*** LISTED RECORDS

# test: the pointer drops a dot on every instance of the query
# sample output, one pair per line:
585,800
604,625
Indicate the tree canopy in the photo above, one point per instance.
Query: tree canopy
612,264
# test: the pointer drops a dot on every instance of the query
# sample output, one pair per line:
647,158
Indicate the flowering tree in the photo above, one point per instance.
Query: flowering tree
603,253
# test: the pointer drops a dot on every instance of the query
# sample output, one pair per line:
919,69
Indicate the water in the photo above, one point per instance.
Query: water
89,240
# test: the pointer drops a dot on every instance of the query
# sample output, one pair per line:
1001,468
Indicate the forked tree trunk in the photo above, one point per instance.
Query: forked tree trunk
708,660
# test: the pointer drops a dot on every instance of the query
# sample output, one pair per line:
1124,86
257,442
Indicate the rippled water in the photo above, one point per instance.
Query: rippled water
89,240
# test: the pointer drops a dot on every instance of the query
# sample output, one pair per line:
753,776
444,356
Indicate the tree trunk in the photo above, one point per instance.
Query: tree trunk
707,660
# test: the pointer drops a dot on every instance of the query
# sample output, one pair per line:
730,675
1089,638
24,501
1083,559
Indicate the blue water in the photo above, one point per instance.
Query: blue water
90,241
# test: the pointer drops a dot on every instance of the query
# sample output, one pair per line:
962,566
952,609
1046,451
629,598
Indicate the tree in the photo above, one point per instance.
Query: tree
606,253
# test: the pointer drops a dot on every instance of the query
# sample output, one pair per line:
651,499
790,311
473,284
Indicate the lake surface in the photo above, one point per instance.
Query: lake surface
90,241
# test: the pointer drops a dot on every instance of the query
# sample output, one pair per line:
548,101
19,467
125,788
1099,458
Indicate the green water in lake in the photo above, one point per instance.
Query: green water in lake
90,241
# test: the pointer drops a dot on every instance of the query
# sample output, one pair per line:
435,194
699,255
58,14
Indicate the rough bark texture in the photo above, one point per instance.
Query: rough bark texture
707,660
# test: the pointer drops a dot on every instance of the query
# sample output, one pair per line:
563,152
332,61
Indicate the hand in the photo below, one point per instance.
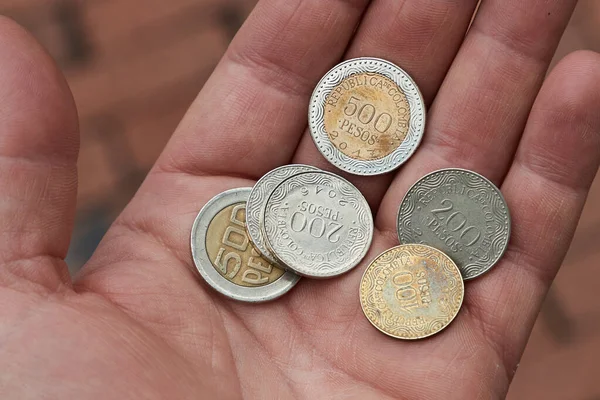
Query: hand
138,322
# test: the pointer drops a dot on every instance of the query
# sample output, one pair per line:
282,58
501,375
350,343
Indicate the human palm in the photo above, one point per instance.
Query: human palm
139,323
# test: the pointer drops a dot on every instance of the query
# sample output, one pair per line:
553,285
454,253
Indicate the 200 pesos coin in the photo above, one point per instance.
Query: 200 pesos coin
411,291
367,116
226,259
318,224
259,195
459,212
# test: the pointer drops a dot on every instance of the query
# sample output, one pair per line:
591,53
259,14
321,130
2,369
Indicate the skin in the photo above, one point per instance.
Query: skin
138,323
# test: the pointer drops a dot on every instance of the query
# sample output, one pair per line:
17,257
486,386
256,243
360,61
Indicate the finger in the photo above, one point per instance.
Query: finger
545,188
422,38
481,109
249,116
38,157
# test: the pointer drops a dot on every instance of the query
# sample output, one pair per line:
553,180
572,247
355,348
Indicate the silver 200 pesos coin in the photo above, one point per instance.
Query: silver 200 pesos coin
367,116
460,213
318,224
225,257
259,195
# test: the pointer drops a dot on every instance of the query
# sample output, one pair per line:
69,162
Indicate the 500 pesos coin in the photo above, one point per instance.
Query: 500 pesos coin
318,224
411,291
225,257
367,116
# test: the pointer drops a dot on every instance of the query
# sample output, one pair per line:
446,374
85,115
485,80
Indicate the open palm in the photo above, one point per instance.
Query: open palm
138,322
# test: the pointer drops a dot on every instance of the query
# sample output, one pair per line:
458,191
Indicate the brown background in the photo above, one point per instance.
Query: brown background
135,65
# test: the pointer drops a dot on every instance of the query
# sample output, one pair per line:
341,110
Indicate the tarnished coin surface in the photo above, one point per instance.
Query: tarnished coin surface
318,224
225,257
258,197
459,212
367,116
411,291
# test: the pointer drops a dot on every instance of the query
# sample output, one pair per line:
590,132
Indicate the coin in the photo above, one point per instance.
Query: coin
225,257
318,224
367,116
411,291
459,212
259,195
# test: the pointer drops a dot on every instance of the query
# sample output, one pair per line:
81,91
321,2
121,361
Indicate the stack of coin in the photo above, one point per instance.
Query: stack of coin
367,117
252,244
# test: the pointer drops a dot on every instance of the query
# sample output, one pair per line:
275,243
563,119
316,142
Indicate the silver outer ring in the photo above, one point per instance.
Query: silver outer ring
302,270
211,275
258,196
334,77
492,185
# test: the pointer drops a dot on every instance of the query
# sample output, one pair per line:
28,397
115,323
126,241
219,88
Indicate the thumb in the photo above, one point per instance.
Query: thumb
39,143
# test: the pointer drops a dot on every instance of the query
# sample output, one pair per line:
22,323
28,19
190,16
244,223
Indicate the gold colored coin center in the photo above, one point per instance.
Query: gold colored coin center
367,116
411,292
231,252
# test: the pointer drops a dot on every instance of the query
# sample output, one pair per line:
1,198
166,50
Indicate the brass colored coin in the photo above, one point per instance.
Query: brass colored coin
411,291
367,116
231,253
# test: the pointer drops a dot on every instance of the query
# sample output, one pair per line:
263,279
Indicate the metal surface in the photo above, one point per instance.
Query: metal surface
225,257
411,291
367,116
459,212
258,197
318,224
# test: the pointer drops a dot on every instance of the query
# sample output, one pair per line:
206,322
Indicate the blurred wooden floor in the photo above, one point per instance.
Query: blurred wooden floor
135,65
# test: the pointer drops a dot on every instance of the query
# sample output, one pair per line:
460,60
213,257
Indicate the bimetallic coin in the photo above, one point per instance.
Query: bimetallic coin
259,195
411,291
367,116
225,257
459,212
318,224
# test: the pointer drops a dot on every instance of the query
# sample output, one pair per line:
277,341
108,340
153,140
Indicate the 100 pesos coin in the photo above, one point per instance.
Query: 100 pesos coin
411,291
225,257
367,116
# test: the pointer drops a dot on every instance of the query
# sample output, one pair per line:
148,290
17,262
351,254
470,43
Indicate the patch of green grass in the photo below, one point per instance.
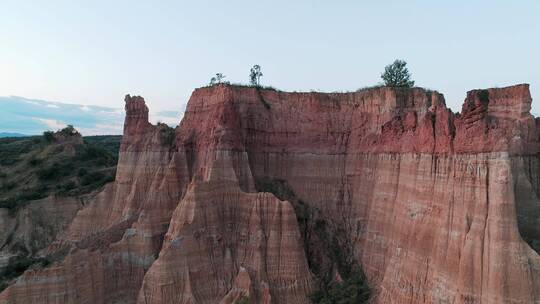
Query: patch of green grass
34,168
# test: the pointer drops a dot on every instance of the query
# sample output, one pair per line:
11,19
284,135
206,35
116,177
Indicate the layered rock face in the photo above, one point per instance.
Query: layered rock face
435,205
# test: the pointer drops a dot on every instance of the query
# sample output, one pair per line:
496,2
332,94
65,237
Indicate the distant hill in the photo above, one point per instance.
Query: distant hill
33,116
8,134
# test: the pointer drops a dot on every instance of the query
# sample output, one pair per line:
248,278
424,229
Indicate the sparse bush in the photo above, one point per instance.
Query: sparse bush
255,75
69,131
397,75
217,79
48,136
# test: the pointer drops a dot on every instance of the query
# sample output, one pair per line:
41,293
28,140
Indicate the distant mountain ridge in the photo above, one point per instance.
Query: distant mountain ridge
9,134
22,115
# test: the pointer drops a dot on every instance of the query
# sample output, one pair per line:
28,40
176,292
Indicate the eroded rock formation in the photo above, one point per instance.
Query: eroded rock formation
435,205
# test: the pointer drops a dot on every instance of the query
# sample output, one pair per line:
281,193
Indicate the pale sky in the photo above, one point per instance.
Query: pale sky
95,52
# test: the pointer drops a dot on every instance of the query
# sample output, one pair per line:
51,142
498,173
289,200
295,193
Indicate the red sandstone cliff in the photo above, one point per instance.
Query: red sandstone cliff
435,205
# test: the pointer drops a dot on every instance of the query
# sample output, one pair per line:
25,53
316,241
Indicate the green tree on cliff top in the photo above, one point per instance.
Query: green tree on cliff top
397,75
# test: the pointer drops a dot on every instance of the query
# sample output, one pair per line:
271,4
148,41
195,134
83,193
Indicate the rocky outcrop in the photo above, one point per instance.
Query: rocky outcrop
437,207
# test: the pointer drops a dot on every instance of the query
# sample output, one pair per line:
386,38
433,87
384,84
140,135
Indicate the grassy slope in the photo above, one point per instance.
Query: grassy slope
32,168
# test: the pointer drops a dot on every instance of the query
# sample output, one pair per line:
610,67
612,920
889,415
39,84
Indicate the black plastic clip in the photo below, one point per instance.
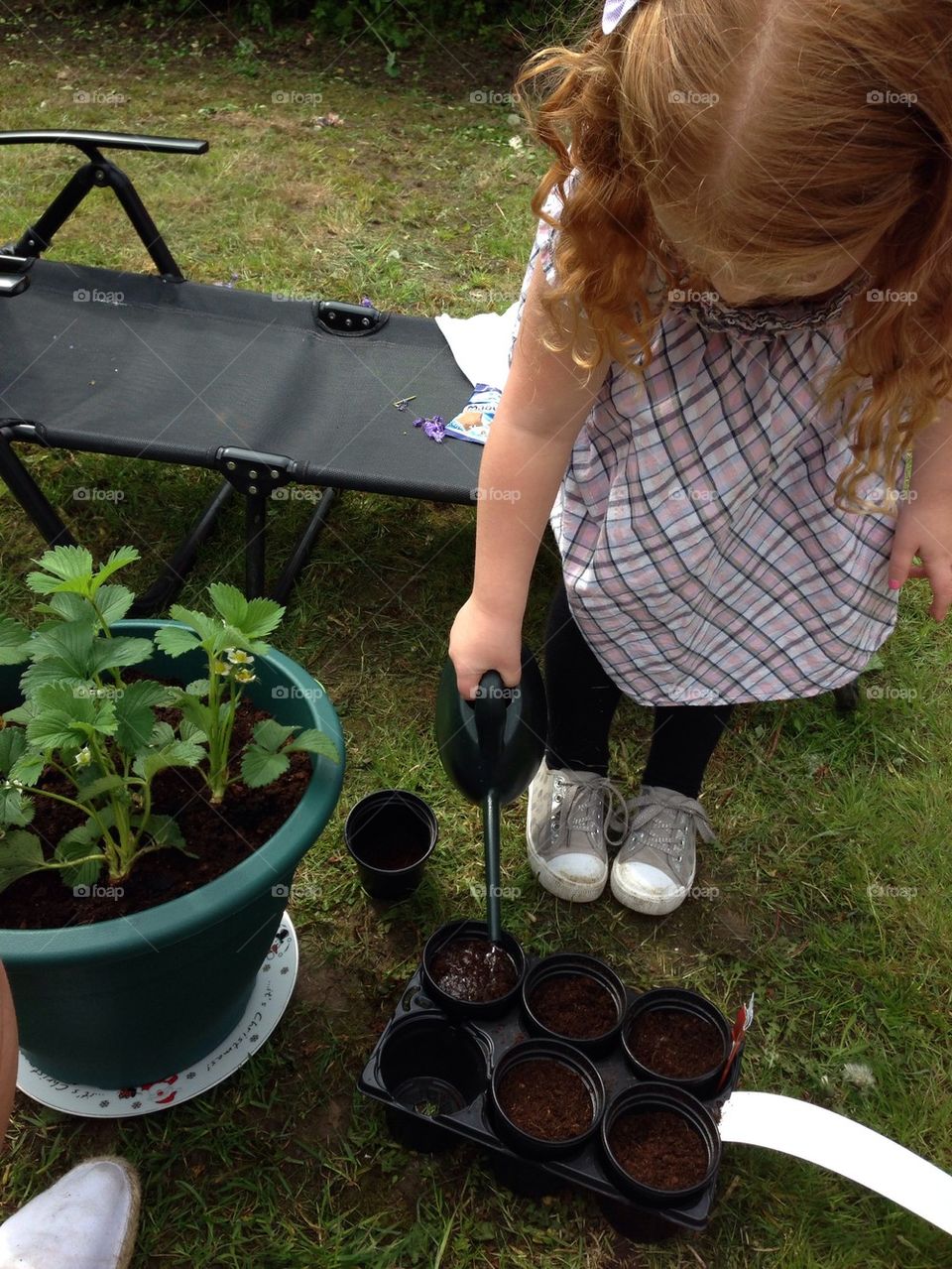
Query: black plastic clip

******

**PROMPT**
List every line above that contains the string "flowering", matching case exactly.

**FULL RESPONSE**
Indicate the flowering tree in the photo above, one point per instance.
Query: flowering tree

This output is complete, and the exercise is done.